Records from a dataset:
════════════════

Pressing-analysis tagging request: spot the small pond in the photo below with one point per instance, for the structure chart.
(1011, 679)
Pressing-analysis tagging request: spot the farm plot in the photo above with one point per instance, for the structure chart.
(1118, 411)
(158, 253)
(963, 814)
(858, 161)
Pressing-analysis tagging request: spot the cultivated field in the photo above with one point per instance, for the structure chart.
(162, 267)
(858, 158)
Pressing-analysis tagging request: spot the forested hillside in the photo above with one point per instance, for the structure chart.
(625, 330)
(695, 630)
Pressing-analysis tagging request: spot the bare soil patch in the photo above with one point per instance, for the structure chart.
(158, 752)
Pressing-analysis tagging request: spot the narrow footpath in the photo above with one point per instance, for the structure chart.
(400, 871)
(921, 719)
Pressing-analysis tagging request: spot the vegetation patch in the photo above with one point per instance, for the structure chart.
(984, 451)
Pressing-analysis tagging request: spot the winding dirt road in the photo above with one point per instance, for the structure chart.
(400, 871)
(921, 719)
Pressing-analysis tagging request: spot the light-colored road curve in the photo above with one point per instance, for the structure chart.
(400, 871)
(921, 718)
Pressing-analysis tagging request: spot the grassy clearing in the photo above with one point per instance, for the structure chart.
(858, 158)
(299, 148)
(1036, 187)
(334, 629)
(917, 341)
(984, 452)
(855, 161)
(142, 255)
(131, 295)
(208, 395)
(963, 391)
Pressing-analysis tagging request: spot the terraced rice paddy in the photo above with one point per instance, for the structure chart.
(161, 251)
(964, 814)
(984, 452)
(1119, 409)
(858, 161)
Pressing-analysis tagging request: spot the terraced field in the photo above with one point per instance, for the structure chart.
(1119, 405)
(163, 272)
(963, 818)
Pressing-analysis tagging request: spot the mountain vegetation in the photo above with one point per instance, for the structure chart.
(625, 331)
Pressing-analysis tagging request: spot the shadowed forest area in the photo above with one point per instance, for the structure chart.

════════════════

- _What to work on_: Copy each entry exactly, with nothing added or dropped.

- _Answer to this problem_:
Pressing-analysis tagging request: spot the small pond in the photo below with one point per instance, for the structure chart.
(1011, 679)
Pressing-analysis tagging request: spot the farm plot in the photo above with one point per instance, for the structure chart.
(1118, 411)
(158, 253)
(963, 814)
(858, 161)
Pressing-analysis tagging request: spot the cultivated field in the photo above with one point per instance, for the structure chart.
(162, 267)
(858, 158)
Pressing-analysis tagging request: spot the forested hillside in the photo above with one point per instance, for the structure chart.
(625, 330)
(695, 630)
Pressing-analysis tagging request: spot the bare soil patch in the photo above with one point per instance, for the structure chart.
(158, 752)
Pressing-analysis tagging request: spot the narrow footpath in the photo above with one point per instance, for the structure chart.
(400, 871)
(921, 719)
Pressing-analysis tagging request: spot the vegetation patch in the photo above with one point per instance, for the structure chart.
(984, 451)
Pressing-analysis tagging request: spot the winding dirt road in the photo above with one point per instance, for the structure chart.
(400, 871)
(921, 719)
Pressing-analysis tagging request: spot the light-colored road curve in the photo above with one point per instance, for the structure chart.
(400, 871)
(921, 718)
Pressing-analysis tagging request: spot the grassy clearing in the photo above with one point per instance, for the structure chart.
(858, 158)
(299, 148)
(1036, 187)
(334, 629)
(917, 341)
(984, 452)
(855, 161)
(142, 255)
(131, 295)
(208, 395)
(963, 391)
Pressing-analysis tagging request: spot the terraced rice paddy in the photo above with one point per instance, for the structure chart.
(161, 251)
(964, 814)
(984, 452)
(1119, 409)
(858, 161)
Pressing-analysis tagging request: spot the terraced field in the photo above with one point per instance, for the structure chart.
(1119, 405)
(163, 272)
(963, 818)
Pressing-analysis tagging request: spot the mountain vegetation in the photo above with one point per instance, for the structure chart.
(625, 331)
Pressing-analysis tagging request: spot the shadowed forest area in the photo above with one point per instance, for the structure chart.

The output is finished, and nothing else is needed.